- _WHAT TO DO_
Pick out and copy every line in the entries below that contains the string "bounding". Case counts.

- _DATA FOR REVIEW_
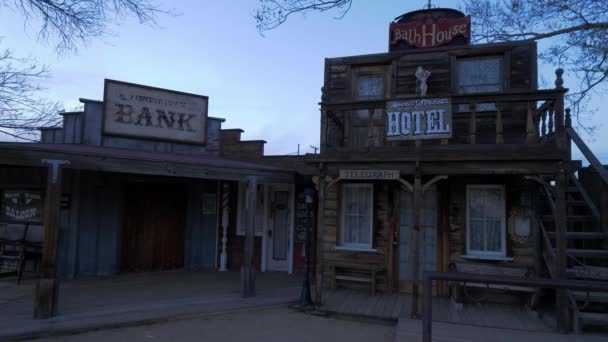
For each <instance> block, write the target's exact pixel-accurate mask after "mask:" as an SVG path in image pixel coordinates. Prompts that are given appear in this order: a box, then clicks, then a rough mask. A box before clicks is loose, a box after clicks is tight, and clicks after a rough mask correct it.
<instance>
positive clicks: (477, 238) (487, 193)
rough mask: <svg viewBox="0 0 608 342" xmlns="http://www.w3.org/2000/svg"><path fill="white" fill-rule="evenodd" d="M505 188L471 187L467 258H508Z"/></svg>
mask: <svg viewBox="0 0 608 342" xmlns="http://www.w3.org/2000/svg"><path fill="white" fill-rule="evenodd" d="M505 239H506V225H505V189H504V186H502V185H469V186H467V255H469V256H479V257H481V258H484V257H488V258H492V257H494V258H496V257H506V248H505V244H506V242H505Z"/></svg>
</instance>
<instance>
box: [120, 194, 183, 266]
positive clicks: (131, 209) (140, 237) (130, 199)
mask: <svg viewBox="0 0 608 342" xmlns="http://www.w3.org/2000/svg"><path fill="white" fill-rule="evenodd" d="M125 209H126V210H125V224H124V228H123V236H122V239H123V241H122V252H123V253H122V271H125V272H142V271H146V272H147V271H160V270H170V269H177V268H182V267H183V266H184V230H185V214H186V193H185V190H184V188H183V187H182V186H181V185H175V184H152V183H149V184H133V185H130V186H129V187H128V189H127V203H126V208H125Z"/></svg>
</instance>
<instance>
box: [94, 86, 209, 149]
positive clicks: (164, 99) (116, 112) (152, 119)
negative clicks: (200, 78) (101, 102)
mask: <svg viewBox="0 0 608 342" xmlns="http://www.w3.org/2000/svg"><path fill="white" fill-rule="evenodd" d="M208 100H209V99H208V97H206V96H201V95H194V94H188V93H182V92H177V91H172V90H166V89H159V88H153V87H148V86H142V85H137V84H131V83H125V82H119V81H113V80H106V81H105V87H104V117H103V132H104V133H105V134H110V135H122V136H130V137H137V138H144V139H155V140H167V141H177V142H184V143H195V144H204V143H205V142H206V141H205V139H206V132H207V128H206V124H207V104H208Z"/></svg>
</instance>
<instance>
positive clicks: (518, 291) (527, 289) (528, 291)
mask: <svg viewBox="0 0 608 342" xmlns="http://www.w3.org/2000/svg"><path fill="white" fill-rule="evenodd" d="M450 270H451V271H453V272H462V273H472V274H484V275H495V276H510V277H525V278H529V277H530V275H531V272H530V270H527V269H523V268H514V267H504V266H497V265H479V264H467V263H452V264H451V265H450ZM455 287H456V289H458V288H459V287H477V288H484V289H494V290H505V291H515V292H525V293H535V292H536V291H537V289H536V288H533V287H526V286H512V285H500V284H485V283H473V282H471V283H468V282H465V283H458V284H456V286H455ZM452 297H453V296H452Z"/></svg>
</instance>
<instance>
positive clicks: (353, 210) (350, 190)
mask: <svg viewBox="0 0 608 342" xmlns="http://www.w3.org/2000/svg"><path fill="white" fill-rule="evenodd" d="M373 190H374V187H373V185H372V184H359V183H357V184H343V185H342V198H341V201H342V220H341V225H340V228H341V229H340V245H341V246H343V247H349V248H355V249H371V248H372V233H373V228H372V227H373V224H372V222H373V205H374V201H373Z"/></svg>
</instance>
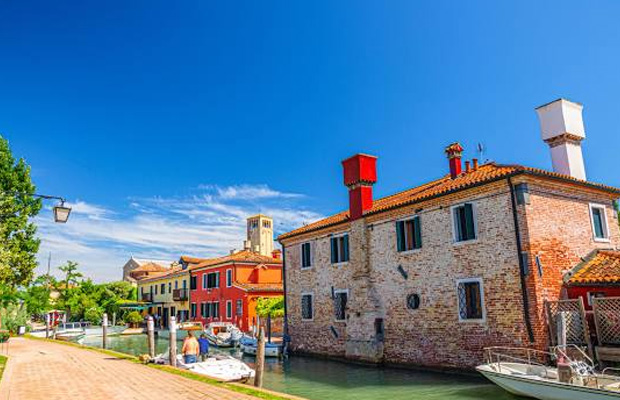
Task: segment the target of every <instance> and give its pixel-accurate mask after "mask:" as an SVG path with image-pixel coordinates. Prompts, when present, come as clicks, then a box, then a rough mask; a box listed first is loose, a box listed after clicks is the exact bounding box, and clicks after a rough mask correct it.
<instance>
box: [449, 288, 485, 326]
mask: <svg viewBox="0 0 620 400" xmlns="http://www.w3.org/2000/svg"><path fill="white" fill-rule="evenodd" d="M472 282H477V283H479V284H480V305H481V307H482V318H476V319H474V318H462V317H461V305H460V303H459V302H460V296H459V284H461V283H472ZM456 315H457V316H458V318H459V322H463V323H474V324H479V323H485V322H486V320H487V308H486V306H485V302H484V282H483V280H482V278H462V279H457V280H456Z"/></svg>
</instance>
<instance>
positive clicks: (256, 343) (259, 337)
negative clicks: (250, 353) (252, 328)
mask: <svg viewBox="0 0 620 400" xmlns="http://www.w3.org/2000/svg"><path fill="white" fill-rule="evenodd" d="M264 368H265V331H264V330H263V327H262V326H259V328H258V339H257V340H256V375H255V376H254V386H256V387H263V369H264Z"/></svg>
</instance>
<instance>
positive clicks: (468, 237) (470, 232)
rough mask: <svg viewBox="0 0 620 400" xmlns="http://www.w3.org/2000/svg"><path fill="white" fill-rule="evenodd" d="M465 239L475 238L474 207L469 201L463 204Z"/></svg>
mask: <svg viewBox="0 0 620 400" xmlns="http://www.w3.org/2000/svg"><path fill="white" fill-rule="evenodd" d="M464 236H465V237H464V239H465V240H472V239H475V238H476V231H475V226H474V208H473V206H472V205H471V204H470V203H467V204H465V235H464Z"/></svg>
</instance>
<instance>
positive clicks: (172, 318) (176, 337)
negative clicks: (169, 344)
mask: <svg viewBox="0 0 620 400" xmlns="http://www.w3.org/2000/svg"><path fill="white" fill-rule="evenodd" d="M168 329H169V330H170V354H169V356H170V365H171V366H173V367H176V366H177V321H176V318H175V317H174V316H171V317H170V324H169V326H168Z"/></svg>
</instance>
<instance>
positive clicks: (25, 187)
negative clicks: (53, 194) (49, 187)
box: [0, 136, 41, 287]
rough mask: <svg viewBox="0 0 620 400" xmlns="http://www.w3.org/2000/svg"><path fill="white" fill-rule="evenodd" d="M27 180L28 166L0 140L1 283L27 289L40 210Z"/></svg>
mask: <svg viewBox="0 0 620 400" xmlns="http://www.w3.org/2000/svg"><path fill="white" fill-rule="evenodd" d="M34 193H35V186H34V184H33V183H32V181H31V179H30V166H28V164H26V162H25V161H24V159H23V158H21V159H19V160H18V161H17V162H16V161H15V159H14V158H13V154H12V153H11V149H10V147H9V143H8V141H7V140H6V139H4V138H3V137H2V136H0V219H1V223H0V282H3V283H4V284H5V285H8V286H11V287H16V286H26V285H28V283H30V281H31V280H32V277H33V272H34V269H35V268H36V266H37V260H36V254H37V252H38V251H39V243H40V241H39V239H37V238H36V237H35V234H36V231H37V228H36V225H35V224H34V223H33V222H31V218H33V217H35V216H36V215H37V214H38V213H39V211H40V210H41V200H40V199H38V198H35V197H34V196H33V195H34Z"/></svg>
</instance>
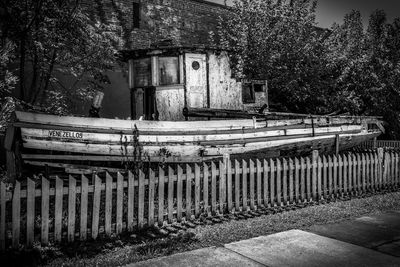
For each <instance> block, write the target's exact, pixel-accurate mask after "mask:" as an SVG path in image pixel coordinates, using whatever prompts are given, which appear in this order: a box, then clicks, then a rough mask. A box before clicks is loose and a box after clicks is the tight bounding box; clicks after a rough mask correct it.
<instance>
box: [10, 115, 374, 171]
mask: <svg viewBox="0 0 400 267" xmlns="http://www.w3.org/2000/svg"><path fill="white" fill-rule="evenodd" d="M15 125H16V126H17V127H19V128H20V129H21V138H22V141H23V148H24V151H23V153H22V158H23V159H24V160H25V162H26V163H29V164H33V165H35V162H38V161H41V162H42V163H43V160H47V161H63V160H65V161H98V162H102V161H103V162H105V161H110V162H117V161H128V162H129V161H149V162H199V161H205V160H211V159H215V158H219V157H222V156H223V155H225V154H229V155H230V156H232V157H243V156H245V155H246V156H250V155H251V156H254V155H255V156H258V157H275V156H293V155H294V156H296V155H304V154H306V153H309V152H311V151H312V150H319V151H320V152H322V153H330V152H334V151H335V150H336V149H337V146H338V147H339V149H340V150H344V149H348V148H351V147H353V146H357V145H358V144H361V143H363V142H365V141H367V140H370V139H372V138H375V137H377V136H379V135H380V134H381V131H380V130H379V129H374V130H371V129H370V130H368V127H367V126H368V125H367V122H366V121H365V120H363V119H362V118H358V117H351V118H348V117H346V118H319V119H318V120H313V119H301V120H274V121H256V120H223V121H191V122H155V121H123V120H109V119H93V118H77V117H58V116H52V115H43V114H34V113H25V112H17V122H16V123H15ZM42 163H40V164H42ZM36 164H38V163H36ZM42 165H43V164H42Z"/></svg>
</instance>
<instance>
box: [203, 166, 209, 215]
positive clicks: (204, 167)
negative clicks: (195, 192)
mask: <svg viewBox="0 0 400 267" xmlns="http://www.w3.org/2000/svg"><path fill="white" fill-rule="evenodd" d="M208 176H209V172H208V165H207V163H205V162H204V163H203V202H204V212H208V209H209V204H208V183H209V181H208Z"/></svg>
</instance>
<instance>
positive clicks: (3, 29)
mask: <svg viewBox="0 0 400 267" xmlns="http://www.w3.org/2000/svg"><path fill="white" fill-rule="evenodd" d="M0 8H1V9H2V13H3V15H4V16H3V18H4V20H3V21H2V24H1V33H2V35H1V36H2V43H5V40H8V41H10V42H12V43H14V44H15V47H14V49H13V51H12V52H13V54H15V55H16V57H15V58H14V60H13V61H12V62H10V63H9V64H8V69H9V72H12V73H13V74H14V75H16V76H17V77H18V79H19V81H20V82H19V85H18V95H19V98H20V100H22V101H24V102H26V103H29V104H33V105H41V106H44V107H47V109H48V110H50V111H51V112H54V113H66V112H68V106H69V101H70V100H71V99H73V98H78V99H82V100H85V99H87V98H90V97H91V96H92V94H93V92H94V91H96V90H101V89H102V85H104V84H105V83H107V82H108V79H107V76H106V75H105V71H106V70H111V69H113V67H114V62H115V53H116V52H117V47H120V46H121V45H122V40H120V39H119V38H118V37H117V36H116V34H115V32H116V29H115V28H113V26H110V25H106V24H104V23H100V22H99V21H98V20H93V18H89V15H88V13H86V12H85V10H84V8H83V7H82V5H81V1H79V0H26V1H20V0H5V1H2V2H1V4H0ZM65 75H72V76H74V78H75V80H74V82H73V83H65V82H64V81H63V79H62V77H63V76H65Z"/></svg>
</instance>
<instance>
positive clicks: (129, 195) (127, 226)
mask: <svg viewBox="0 0 400 267" xmlns="http://www.w3.org/2000/svg"><path fill="white" fill-rule="evenodd" d="M163 178H164V177H163ZM160 179H161V176H160ZM134 209H135V176H134V175H133V173H132V172H131V171H129V172H128V212H127V218H126V220H127V227H128V231H133V227H134V221H133V215H134Z"/></svg>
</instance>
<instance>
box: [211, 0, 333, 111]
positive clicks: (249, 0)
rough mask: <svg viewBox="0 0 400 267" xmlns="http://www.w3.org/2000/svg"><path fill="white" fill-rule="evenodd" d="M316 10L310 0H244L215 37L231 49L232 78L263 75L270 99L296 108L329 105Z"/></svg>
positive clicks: (321, 37) (320, 31) (260, 77)
mask: <svg viewBox="0 0 400 267" xmlns="http://www.w3.org/2000/svg"><path fill="white" fill-rule="evenodd" d="M315 9H316V1H311V0H305V1H285V0H282V1H272V0H269V1H264V0H255V1H250V0H242V1H235V3H234V6H233V9H232V10H231V13H230V14H229V15H228V17H227V18H221V20H220V27H219V34H218V37H219V40H220V43H221V45H222V47H224V48H225V49H227V50H231V51H232V53H231V56H230V58H231V63H232V65H233V67H234V70H235V75H236V77H238V78H244V77H246V78H262V79H267V80H268V82H269V88H270V94H271V99H273V101H275V102H279V103H281V104H284V106H285V107H286V108H287V109H289V110H291V111H294V112H313V113H314V112H317V113H323V112H328V111H329V110H330V107H329V101H327V100H328V99H329V90H328V89H329V86H328V85H329V75H328V73H326V72H325V68H324V65H325V62H324V60H323V59H324V56H323V55H324V53H325V52H324V47H323V45H322V39H323V38H324V35H325V34H326V33H325V31H323V30H321V29H318V28H317V27H316V22H315ZM321 90H322V92H321ZM317 92H318V93H317Z"/></svg>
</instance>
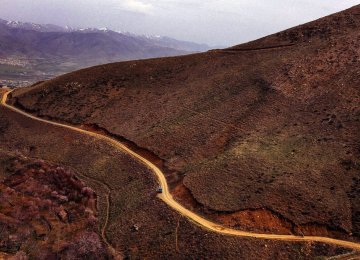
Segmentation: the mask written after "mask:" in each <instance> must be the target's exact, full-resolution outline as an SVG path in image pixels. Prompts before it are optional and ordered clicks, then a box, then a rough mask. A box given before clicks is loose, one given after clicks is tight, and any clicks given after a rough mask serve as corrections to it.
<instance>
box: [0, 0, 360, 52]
mask: <svg viewBox="0 0 360 260" xmlns="http://www.w3.org/2000/svg"><path fill="white" fill-rule="evenodd" d="M359 3H360V1H359V0H358V1H354V0H217V1H215V0H0V18H3V19H5V20H19V21H29V22H35V23H52V24H57V25H63V26H65V25H69V26H72V27H108V28H110V29H113V30H119V31H128V32H132V33H136V34H151V35H166V36H170V37H174V38H177V39H182V40H189V41H194V42H199V43H207V44H210V45H223V46H230V45H234V44H238V43H242V42H246V41H249V40H253V39H256V38H258V37H260V36H265V35H267V34H270V33H274V32H277V31H279V30H282V29H286V28H289V27H292V26H295V25H298V24H301V23H304V22H308V21H311V20H314V19H316V18H320V17H322V16H325V15H328V14H331V13H334V12H337V11H340V10H344V9H346V8H348V7H351V6H353V5H356V4H359Z"/></svg>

- _ANSWER FOR THIS EXERCISE_
Task: segment the target of every <instance> and give its pixel-accurate mask after "mask:" as an SVG path with image-pixel coordinates. Prompts, when present, come as clicks, then a box, then a rough mask; a box listed first is loose, a box listed after clicks is the exact bounding box, and clicks after a rough mask correct it.
For each <instance> block, write the target's exact, pixel-accurate mask after "mask:" as an SVG path in image pixel coordinates, using whatever prompts are given, which appear in this order: a box, then clicks, then a rough mask. A box before clicks is loose and a box after clicks is the tight bounding box; clicks after a rough mask correct it.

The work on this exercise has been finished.